━━ DATA FOR THE TASK ━━
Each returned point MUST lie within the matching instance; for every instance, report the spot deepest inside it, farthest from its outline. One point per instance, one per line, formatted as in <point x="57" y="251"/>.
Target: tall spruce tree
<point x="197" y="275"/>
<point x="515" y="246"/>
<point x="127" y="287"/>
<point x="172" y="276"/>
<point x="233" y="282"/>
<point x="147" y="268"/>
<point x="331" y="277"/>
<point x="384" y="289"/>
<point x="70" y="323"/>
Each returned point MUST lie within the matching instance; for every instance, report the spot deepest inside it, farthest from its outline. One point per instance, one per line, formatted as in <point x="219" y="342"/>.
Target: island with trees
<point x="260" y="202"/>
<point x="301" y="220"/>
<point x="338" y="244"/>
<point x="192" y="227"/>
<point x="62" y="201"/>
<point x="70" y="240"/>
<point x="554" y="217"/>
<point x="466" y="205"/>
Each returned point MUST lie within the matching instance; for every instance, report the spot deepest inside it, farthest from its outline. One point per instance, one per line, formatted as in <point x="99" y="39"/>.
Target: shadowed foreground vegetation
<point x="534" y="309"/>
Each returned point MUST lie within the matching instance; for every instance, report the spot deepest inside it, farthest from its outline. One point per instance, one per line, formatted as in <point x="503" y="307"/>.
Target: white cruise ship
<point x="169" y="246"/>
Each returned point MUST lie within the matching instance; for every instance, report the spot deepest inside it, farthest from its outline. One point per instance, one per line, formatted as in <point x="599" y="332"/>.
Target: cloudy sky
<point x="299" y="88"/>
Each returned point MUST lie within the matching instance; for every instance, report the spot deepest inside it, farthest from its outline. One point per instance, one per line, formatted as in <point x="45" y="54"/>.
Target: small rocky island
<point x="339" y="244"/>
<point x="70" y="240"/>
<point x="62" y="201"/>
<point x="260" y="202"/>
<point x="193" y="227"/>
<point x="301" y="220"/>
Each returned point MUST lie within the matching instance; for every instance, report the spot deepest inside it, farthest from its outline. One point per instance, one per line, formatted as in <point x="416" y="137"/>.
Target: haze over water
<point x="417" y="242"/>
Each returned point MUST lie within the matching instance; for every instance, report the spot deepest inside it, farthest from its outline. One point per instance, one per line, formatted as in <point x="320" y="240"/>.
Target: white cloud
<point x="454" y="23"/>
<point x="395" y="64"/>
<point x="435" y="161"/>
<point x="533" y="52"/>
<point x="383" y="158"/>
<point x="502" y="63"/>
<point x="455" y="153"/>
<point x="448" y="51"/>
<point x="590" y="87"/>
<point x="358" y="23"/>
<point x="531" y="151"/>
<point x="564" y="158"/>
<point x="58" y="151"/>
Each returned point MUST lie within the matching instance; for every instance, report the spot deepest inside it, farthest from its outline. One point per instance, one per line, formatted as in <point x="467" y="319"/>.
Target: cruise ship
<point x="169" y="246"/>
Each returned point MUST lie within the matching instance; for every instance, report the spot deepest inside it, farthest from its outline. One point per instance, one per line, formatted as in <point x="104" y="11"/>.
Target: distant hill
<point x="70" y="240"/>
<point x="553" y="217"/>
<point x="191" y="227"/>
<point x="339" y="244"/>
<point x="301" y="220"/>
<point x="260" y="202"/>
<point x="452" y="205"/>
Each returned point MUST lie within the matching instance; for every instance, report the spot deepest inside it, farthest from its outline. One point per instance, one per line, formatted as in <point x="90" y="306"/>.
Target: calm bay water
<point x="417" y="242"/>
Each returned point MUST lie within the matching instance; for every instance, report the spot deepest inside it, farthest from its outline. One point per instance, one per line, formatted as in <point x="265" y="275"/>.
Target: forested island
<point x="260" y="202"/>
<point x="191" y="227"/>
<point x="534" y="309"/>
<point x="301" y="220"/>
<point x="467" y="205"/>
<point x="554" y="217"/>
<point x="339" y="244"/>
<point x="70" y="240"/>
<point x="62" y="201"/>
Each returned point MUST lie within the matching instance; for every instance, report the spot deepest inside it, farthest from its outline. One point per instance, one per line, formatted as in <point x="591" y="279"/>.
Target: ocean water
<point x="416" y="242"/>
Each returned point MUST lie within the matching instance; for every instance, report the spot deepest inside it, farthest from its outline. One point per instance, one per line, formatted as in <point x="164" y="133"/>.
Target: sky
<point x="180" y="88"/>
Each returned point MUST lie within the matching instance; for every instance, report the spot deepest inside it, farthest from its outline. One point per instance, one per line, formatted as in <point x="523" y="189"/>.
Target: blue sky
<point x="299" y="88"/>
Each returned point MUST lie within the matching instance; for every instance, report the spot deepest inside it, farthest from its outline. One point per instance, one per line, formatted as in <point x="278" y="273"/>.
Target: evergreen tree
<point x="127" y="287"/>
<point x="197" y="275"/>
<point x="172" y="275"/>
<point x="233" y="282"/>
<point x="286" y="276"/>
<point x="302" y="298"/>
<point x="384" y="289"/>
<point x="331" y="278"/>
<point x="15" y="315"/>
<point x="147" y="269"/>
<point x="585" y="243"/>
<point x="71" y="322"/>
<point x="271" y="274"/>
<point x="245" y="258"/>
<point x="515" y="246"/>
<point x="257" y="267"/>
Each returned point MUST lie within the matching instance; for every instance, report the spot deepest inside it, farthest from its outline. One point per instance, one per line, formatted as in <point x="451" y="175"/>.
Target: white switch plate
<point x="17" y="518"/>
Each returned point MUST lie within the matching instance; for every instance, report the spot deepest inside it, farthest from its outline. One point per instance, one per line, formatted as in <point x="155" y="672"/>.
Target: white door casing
━━━
REQUIREMENTS: Reproduce the material in full, with no word added or dropped.

RESULT:
Each returned point MUST lie within the matching instance; for every instance, report the spot deepest inside it, farthest from its outline. One point per instance, one per line, formatted as in <point x="57" y="251"/>.
Target: tall spruce tree
<point x="197" y="275"/>
<point x="515" y="246"/>
<point x="127" y="287"/>
<point x="172" y="276"/>
<point x="233" y="282"/>
<point x="147" y="268"/>
<point x="331" y="277"/>
<point x="384" y="289"/>
<point x="70" y="323"/>
Each returned point MUST lie within the matching instance; for every instance, report the spot deepest inside it, farthest from its outline. One point per instance, one per line, formatted as in <point x="219" y="342"/>.
Target: island with trees
<point x="260" y="202"/>
<point x="301" y="220"/>
<point x="338" y="244"/>
<point x="192" y="227"/>
<point x="62" y="201"/>
<point x="70" y="240"/>
<point x="554" y="217"/>
<point x="466" y="205"/>
Each returned point MUST lie within the matching instance; for every instance, report the spot deepest inside it, farthest from its outline. One point per instance, one per line, formatted as in <point x="99" y="39"/>.
Target: shadowed foreground vegetation
<point x="534" y="309"/>
Each returned point MUST lie within the matching instance; for every instance, report the spot deepest inside it, farthest from its outline. One point per instance, one per line, formatted as in <point x="503" y="307"/>.
Target: white cruise ship
<point x="169" y="246"/>
Each returned point MUST lie within the matching instance; for every instance, report the spot deepest inside it, farthest from its outline. One point per instance, one per line, formatted as in <point x="599" y="332"/>.
Target: cloudy sky
<point x="299" y="88"/>
Each returned point MUST lie within the matching instance; for every instance, report the spot deepest inside it, farthest from its outline. One point per instance, one per line, formatted as in <point x="45" y="54"/>.
Target: small rocky island
<point x="339" y="244"/>
<point x="70" y="240"/>
<point x="62" y="201"/>
<point x="260" y="202"/>
<point x="193" y="227"/>
<point x="301" y="220"/>
Each returned point MUST lie within the matching instance; for every instance, report the spot deepest inside it, farthest from its outline. One point per instance, one per line, formatted as in <point x="416" y="137"/>.
Target: haze over water
<point x="417" y="242"/>
Each returned point MUST lie within the matching instance; for every instance, report the spot deepest inside it, farthest from its outline. One point per instance, one per line, formatted as in <point x="320" y="240"/>.
Target: white cloud
<point x="454" y="23"/>
<point x="395" y="64"/>
<point x="435" y="161"/>
<point x="533" y="52"/>
<point x="383" y="158"/>
<point x="502" y="63"/>
<point x="455" y="153"/>
<point x="448" y="51"/>
<point x="590" y="87"/>
<point x="358" y="23"/>
<point x="531" y="151"/>
<point x="564" y="158"/>
<point x="58" y="151"/>
Each returned point MUST lie within the matching instance; for every instance, report the spot deepest inside it, farthest from its outline. One point per instance, one per line, formatted as in <point x="467" y="319"/>.
Target: cruise ship
<point x="169" y="246"/>
Each returned point MUST lie within the matching instance; for every instance, report the spot deepest inside it, farthest from its outline. One point per instance, one per line, formatted as in <point x="104" y="11"/>.
Target: distant hill
<point x="70" y="240"/>
<point x="553" y="217"/>
<point x="191" y="227"/>
<point x="339" y="244"/>
<point x="301" y="220"/>
<point x="260" y="202"/>
<point x="452" y="205"/>
Each returned point MUST lie within the matching instance; for every instance, report the spot deepest inside it, farthest from its outline. One point per instance, one per line, formatted as in <point x="90" y="306"/>.
Target: calm bay water
<point x="417" y="242"/>
Each returned point MUST lie within the matching instance; for every instance, report the spot deepest inside it, farthest from its outline. One point per instance, one per line, formatted as in <point x="265" y="275"/>.
Target: forested island
<point x="260" y="202"/>
<point x="191" y="227"/>
<point x="534" y="309"/>
<point x="301" y="220"/>
<point x="467" y="205"/>
<point x="554" y="217"/>
<point x="339" y="244"/>
<point x="70" y="240"/>
<point x="62" y="201"/>
Each returned point MUST lie within the matching instance; for every instance, report the spot deepest inside it, farthest from its outline. One point per instance, one per line, formatted as in <point x="591" y="279"/>.
Target: ocean water
<point x="416" y="242"/>
Each returned point MUST lie within the matching instance; for every instance, report the spot deepest inside it, farthest from its outline. One point per instance, one per line, formatted as in <point x="164" y="133"/>.
Target: sky
<point x="180" y="88"/>
Each returned point MUST lie within the matching instance; for every instance, report the spot deepest inside it, farthest from its outline. One point per instance, one per line, formatted as in <point x="523" y="189"/>.
Target: blue sky
<point x="299" y="88"/>
Each returned point MUST lie within the matching instance; for every instance, report the spot deepest inside it, farthest from its outline. One point per instance, one per line, formatted as in <point x="278" y="273"/>.
Target: evergreen tree
<point x="127" y="287"/>
<point x="197" y="275"/>
<point x="172" y="275"/>
<point x="233" y="282"/>
<point x="286" y="276"/>
<point x="302" y="298"/>
<point x="384" y="289"/>
<point x="331" y="278"/>
<point x="15" y="315"/>
<point x="147" y="269"/>
<point x="585" y="243"/>
<point x="71" y="322"/>
<point x="271" y="274"/>
<point x="245" y="258"/>
<point x="515" y="246"/>
<point x="257" y="267"/>
Each returned point MUST lie within the matching instance; for every instance, report the spot deepest inside it, farthest from its outline. One point per instance, one per line, formatted as in <point x="451" y="175"/>.
Target: white switch plate
<point x="17" y="518"/>
Each returned point MUST lie within the matching instance; for every instance, report the spot deepest inside it, farthest from its outline. One point per instance, one per line, formatted as in <point x="155" y="672"/>.
Target: white door casing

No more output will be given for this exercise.